- REQUEST:
Copy out the listing from the line containing "task: segment the dogwood blossom" down to the line containing "115 L 7 111", changing "dogwood blossom" to "dogwood flower" and leaving everything else as it is.

— BEGIN GIVEN RECORDS —

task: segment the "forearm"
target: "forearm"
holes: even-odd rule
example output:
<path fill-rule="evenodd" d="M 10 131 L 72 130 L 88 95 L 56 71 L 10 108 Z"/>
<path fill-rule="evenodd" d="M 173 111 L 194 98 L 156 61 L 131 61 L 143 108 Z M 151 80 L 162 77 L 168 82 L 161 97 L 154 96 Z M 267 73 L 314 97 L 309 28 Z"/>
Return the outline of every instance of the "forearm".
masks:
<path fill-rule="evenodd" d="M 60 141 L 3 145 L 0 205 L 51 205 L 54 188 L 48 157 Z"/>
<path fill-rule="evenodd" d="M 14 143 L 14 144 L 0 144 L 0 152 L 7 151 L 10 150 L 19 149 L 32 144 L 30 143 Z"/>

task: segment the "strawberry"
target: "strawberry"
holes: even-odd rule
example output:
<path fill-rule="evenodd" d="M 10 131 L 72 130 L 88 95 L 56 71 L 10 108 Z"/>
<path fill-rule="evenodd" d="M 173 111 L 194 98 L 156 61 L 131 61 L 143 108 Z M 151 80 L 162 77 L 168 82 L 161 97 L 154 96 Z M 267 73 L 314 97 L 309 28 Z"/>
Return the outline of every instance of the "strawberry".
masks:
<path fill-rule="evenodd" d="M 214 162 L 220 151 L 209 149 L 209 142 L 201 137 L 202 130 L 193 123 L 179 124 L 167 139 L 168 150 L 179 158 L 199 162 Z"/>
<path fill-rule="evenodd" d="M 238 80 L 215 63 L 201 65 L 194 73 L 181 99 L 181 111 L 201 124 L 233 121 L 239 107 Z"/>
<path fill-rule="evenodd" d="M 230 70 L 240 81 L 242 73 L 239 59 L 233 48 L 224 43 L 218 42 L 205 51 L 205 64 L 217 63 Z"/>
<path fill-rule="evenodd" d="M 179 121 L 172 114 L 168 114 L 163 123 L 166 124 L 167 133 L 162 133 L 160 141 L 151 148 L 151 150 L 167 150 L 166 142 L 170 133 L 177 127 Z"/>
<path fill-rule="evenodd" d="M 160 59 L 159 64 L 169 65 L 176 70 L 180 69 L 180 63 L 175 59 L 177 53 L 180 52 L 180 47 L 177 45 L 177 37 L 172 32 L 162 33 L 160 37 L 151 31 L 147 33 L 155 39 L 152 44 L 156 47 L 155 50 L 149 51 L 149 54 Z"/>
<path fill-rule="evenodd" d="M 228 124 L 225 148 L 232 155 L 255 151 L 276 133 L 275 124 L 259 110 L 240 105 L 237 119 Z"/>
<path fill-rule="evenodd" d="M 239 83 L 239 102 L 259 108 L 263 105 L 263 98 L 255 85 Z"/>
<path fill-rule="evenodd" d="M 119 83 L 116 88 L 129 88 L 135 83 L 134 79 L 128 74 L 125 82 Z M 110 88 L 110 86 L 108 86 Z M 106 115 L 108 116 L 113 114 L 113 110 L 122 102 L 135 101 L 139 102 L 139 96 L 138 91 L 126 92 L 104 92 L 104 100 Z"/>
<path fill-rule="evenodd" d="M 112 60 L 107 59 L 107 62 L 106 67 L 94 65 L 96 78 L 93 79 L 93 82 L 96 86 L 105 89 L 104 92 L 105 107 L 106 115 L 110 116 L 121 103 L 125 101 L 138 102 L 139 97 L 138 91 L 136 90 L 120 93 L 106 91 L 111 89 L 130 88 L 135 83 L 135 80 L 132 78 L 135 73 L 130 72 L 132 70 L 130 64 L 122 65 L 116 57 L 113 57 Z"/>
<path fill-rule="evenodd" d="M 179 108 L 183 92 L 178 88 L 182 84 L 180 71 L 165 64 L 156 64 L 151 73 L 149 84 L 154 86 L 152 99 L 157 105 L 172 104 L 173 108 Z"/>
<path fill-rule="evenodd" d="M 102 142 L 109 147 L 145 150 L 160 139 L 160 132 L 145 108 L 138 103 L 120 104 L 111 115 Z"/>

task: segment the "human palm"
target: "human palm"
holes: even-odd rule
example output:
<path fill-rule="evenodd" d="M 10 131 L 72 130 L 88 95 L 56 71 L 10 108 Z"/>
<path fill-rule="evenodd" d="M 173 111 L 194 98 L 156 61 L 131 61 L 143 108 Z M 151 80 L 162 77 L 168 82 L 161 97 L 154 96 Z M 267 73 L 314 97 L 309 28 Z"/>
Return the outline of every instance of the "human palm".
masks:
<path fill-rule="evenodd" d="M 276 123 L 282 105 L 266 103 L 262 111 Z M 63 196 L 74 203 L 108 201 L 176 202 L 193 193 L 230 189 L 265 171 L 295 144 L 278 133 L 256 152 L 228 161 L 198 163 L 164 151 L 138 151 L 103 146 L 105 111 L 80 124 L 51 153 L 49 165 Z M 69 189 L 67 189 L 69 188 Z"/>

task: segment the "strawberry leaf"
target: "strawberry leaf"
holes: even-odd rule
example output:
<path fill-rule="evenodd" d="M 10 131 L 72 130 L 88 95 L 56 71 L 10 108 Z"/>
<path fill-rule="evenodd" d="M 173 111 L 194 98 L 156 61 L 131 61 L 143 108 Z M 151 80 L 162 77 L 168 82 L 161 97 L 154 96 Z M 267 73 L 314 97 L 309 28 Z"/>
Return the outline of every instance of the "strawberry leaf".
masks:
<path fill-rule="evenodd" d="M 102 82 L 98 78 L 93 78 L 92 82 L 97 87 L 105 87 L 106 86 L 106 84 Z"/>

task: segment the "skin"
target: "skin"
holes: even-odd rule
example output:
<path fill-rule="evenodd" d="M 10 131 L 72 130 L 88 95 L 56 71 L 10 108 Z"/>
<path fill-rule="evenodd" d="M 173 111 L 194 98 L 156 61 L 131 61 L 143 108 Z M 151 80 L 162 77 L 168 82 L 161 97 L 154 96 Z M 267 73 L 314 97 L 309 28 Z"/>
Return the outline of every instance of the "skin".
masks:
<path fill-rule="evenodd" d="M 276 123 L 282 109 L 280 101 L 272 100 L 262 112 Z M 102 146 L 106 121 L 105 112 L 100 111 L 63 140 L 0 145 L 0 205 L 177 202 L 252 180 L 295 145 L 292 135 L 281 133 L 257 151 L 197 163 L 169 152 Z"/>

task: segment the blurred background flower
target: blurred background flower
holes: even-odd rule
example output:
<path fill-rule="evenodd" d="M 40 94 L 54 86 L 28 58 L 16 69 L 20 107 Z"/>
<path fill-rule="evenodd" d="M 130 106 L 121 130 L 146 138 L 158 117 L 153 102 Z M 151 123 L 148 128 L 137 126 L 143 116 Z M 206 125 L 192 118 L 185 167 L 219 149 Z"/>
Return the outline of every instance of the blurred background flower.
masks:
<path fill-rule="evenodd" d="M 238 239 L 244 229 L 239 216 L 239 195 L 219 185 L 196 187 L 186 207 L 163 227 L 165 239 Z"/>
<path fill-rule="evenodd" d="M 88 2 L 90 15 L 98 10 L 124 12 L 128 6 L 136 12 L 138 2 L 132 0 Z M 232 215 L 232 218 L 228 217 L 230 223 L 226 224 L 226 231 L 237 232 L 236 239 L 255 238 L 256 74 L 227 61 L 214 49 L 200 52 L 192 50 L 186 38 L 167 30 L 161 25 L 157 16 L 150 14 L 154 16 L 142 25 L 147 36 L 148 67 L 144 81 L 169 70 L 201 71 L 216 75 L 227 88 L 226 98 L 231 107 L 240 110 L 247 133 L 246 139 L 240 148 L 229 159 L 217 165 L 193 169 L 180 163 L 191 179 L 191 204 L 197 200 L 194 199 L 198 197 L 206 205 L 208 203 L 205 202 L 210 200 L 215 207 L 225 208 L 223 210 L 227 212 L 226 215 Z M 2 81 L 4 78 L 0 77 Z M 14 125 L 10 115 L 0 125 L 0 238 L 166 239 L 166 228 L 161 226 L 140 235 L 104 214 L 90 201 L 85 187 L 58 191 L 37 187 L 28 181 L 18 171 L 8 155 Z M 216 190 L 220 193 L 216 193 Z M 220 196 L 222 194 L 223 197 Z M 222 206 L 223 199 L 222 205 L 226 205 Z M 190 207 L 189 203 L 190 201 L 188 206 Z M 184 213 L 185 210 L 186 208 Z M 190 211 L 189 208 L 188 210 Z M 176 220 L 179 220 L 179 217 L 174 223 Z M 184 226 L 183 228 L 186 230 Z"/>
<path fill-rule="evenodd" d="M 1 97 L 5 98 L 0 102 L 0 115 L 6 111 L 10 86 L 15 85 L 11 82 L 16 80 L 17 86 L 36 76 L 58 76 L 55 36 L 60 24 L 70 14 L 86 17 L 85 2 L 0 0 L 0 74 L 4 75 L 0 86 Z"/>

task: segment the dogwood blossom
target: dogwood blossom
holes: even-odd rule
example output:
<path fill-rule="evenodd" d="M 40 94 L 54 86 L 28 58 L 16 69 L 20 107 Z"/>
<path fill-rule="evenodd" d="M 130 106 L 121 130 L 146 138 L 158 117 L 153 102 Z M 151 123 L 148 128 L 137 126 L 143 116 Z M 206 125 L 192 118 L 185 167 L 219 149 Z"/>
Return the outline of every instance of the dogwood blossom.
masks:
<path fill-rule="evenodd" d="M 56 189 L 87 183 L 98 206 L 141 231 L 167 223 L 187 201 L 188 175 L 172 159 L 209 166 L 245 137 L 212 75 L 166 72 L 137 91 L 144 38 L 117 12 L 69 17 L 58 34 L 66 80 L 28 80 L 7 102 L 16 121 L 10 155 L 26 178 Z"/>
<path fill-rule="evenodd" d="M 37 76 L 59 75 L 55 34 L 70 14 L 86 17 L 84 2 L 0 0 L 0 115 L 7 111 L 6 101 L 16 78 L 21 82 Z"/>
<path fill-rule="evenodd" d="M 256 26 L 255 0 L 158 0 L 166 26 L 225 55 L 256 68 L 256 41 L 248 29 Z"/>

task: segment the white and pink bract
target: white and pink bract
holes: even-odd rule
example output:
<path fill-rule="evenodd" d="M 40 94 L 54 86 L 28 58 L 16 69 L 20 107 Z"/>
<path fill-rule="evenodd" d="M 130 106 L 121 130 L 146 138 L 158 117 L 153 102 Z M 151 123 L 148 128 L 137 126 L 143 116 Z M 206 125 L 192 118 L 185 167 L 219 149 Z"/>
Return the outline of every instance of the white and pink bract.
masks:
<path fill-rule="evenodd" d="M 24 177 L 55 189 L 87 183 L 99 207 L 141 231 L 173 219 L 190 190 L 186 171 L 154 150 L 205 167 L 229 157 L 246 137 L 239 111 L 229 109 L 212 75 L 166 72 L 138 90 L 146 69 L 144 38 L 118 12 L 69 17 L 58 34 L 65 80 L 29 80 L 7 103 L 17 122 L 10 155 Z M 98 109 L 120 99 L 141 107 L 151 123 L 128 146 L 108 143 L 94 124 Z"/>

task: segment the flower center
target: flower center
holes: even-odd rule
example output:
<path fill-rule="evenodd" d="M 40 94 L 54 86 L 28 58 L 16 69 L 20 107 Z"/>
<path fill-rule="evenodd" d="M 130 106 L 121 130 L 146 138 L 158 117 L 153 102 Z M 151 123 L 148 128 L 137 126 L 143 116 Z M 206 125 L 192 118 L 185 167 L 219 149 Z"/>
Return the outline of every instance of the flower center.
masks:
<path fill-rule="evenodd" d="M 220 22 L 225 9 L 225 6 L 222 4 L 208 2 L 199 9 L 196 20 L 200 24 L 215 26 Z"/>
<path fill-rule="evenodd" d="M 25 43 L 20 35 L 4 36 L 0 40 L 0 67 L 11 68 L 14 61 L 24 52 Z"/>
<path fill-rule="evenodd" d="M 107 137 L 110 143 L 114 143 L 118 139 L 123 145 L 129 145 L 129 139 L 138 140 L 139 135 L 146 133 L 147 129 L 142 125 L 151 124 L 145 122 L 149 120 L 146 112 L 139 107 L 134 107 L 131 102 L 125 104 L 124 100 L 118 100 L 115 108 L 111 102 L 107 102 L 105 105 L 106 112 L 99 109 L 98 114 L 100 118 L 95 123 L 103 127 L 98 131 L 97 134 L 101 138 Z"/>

— END GIVEN RECORDS —

- ANSWER TO THE TASK:
task: segment the dogwood flower
target: dogwood flower
holes: even-odd rule
example output:
<path fill-rule="evenodd" d="M 40 94 L 54 86 L 28 58 L 16 69 L 20 107 Z"/>
<path fill-rule="evenodd" d="M 130 106 L 121 130 L 146 138 L 158 117 L 153 102 Z M 151 123 L 148 128 L 137 126 L 143 116 Z M 206 125 L 192 118 L 185 167 L 219 149 Z"/>
Return the outline of every instance of the dogwood flower.
masks:
<path fill-rule="evenodd" d="M 56 189 L 87 183 L 98 206 L 141 231 L 167 223 L 187 201 L 188 175 L 172 159 L 209 166 L 245 137 L 212 75 L 166 72 L 137 91 L 144 38 L 117 12 L 69 17 L 58 34 L 66 80 L 28 80 L 7 102 L 16 121 L 10 155 L 26 178 Z"/>
<path fill-rule="evenodd" d="M 37 76 L 59 75 L 55 34 L 70 14 L 86 17 L 84 2 L 0 0 L 0 115 L 7 111 L 6 101 L 16 78 L 21 82 Z"/>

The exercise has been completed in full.